Go to the line that includes "of the second" and retype it, then every line after it to the end of the data, adding nothing.

[Records from a data collection]
====

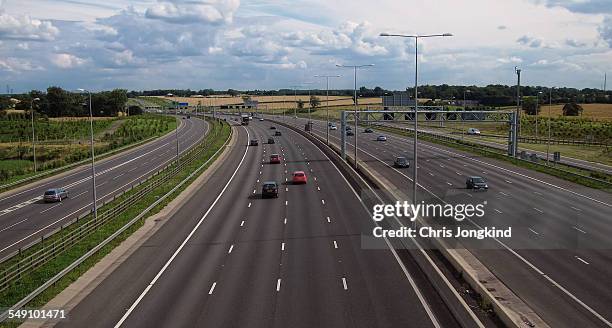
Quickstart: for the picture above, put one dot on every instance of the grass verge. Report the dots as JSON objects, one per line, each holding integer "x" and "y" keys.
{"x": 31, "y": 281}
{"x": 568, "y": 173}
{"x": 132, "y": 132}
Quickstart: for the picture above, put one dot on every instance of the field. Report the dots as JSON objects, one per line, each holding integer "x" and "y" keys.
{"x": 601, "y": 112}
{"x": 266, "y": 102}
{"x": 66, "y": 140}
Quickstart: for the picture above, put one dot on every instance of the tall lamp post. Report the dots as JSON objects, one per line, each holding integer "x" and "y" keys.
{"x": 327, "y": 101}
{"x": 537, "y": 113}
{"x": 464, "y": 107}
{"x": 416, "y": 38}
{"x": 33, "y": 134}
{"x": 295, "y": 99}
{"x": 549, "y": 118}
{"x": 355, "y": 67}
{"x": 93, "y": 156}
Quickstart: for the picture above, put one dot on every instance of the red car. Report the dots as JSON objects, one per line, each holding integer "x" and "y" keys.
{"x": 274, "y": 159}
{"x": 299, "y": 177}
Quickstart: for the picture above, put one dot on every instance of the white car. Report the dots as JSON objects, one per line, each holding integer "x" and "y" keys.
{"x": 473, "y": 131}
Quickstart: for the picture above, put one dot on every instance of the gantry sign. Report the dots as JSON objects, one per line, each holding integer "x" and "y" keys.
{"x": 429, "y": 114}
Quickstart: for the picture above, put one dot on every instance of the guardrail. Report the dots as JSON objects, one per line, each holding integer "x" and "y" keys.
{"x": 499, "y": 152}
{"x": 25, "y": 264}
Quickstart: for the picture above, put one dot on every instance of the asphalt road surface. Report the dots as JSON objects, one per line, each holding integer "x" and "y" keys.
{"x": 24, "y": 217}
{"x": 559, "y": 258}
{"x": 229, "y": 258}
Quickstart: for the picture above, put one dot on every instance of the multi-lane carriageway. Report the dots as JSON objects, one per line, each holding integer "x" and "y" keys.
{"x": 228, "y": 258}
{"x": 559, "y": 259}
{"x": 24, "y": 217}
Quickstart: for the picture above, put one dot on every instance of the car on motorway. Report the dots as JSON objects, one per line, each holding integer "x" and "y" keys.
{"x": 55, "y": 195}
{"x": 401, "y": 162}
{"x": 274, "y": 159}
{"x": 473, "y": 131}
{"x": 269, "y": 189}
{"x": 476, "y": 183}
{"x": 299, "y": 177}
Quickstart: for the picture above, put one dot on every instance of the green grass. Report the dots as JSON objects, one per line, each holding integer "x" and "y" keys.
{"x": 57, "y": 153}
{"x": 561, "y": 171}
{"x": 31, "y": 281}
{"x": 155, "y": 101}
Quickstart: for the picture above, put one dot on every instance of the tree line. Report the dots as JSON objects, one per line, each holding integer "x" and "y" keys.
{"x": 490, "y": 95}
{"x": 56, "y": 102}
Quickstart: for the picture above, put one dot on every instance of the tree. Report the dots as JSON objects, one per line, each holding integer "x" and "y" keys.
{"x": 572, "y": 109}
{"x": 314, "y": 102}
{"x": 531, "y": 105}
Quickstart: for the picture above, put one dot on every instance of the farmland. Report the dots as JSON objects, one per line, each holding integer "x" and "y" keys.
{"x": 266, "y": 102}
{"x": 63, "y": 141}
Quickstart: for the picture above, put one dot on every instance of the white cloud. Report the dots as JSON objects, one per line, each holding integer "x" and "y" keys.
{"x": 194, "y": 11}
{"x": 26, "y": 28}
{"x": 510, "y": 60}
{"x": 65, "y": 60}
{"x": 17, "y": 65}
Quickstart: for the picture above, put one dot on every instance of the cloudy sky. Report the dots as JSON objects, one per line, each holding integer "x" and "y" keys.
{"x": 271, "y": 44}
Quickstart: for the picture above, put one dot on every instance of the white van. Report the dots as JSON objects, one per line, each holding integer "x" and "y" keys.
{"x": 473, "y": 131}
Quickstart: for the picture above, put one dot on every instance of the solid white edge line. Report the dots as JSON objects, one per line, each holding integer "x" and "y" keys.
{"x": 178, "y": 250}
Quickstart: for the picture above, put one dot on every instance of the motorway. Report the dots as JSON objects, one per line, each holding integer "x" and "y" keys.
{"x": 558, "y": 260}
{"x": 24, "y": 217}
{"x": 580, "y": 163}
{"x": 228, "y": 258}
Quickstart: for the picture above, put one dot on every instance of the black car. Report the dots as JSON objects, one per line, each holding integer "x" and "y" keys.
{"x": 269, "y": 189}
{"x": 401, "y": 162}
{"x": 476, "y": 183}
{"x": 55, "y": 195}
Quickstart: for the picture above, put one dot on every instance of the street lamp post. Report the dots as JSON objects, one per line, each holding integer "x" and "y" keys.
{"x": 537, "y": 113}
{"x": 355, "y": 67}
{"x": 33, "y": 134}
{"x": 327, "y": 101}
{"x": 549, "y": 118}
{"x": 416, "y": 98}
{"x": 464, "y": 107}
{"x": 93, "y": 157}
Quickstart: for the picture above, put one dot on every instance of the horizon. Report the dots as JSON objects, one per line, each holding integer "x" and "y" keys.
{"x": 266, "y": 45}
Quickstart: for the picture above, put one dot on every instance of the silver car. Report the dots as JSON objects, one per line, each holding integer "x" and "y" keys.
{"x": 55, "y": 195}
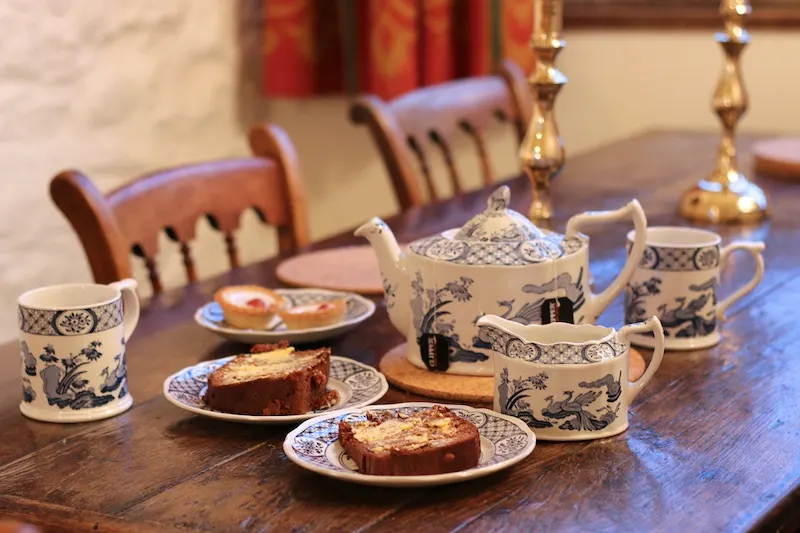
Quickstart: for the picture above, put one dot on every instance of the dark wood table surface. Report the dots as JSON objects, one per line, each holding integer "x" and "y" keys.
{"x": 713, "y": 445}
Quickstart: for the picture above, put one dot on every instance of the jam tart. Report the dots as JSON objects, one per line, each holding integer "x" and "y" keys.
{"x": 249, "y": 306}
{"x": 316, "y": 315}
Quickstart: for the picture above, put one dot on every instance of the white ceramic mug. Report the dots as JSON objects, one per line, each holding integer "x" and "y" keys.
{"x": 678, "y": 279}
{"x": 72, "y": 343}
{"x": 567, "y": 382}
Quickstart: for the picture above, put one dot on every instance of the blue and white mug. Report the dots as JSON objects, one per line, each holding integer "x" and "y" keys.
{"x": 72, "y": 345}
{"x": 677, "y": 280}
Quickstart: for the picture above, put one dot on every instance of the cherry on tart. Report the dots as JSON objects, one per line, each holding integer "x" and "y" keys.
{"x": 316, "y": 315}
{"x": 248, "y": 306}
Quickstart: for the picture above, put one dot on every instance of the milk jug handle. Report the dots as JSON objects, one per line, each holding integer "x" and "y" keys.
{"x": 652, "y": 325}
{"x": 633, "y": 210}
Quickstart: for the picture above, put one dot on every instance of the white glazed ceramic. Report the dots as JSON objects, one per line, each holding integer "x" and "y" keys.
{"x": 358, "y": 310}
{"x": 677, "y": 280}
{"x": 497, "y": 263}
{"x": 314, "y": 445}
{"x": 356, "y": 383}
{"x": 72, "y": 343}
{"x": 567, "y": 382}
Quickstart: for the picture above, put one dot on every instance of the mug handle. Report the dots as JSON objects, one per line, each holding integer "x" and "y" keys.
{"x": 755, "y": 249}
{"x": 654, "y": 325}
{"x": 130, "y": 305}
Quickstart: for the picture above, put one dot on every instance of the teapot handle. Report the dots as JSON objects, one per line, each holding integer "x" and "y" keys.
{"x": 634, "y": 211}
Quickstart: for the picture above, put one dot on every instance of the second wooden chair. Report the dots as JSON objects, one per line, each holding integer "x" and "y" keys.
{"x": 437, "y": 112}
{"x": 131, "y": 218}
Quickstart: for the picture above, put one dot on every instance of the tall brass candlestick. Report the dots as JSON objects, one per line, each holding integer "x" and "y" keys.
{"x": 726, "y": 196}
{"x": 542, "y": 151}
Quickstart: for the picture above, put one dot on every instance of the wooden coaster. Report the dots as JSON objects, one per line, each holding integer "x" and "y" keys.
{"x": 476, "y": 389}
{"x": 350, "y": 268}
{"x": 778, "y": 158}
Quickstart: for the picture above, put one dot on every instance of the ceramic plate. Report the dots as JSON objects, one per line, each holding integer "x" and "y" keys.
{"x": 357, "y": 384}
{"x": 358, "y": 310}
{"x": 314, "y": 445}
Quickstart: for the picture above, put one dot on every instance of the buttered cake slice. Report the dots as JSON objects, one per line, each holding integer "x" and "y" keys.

====

Reply to the exercise -
Quickstart: for the picture above, put one dot on every instance of the second wooden chair. Report the dots as JSON objects, one per line, each holding integer "x" and "y" keys.
{"x": 437, "y": 112}
{"x": 131, "y": 218}
Quickstart: for the picture above, put one dot on every instance of the tall brass candlestick. Report the dots as JSON objects, one per line, each holding integer "x" and "y" keys.
{"x": 726, "y": 196}
{"x": 542, "y": 151}
Quickstart: for the picture above, put one dot on every instance of the wooden coaster. Report the dots as JSON objects, one per line, each holding integer "x" and "y" keys.
{"x": 476, "y": 389}
{"x": 350, "y": 268}
{"x": 778, "y": 158}
Quickstart: for the picture above, put one dot on every instance of the ceramic plate. Report the dots as JSON objects, one per line, each holding integer "x" and "y" keys.
{"x": 357, "y": 384}
{"x": 358, "y": 310}
{"x": 314, "y": 445}
Quickstart: for the picture above, put one dot on every instance of the buttered cake slice. Report the dots as JSON objects, one per line, each holding integer "x" and "y" keys.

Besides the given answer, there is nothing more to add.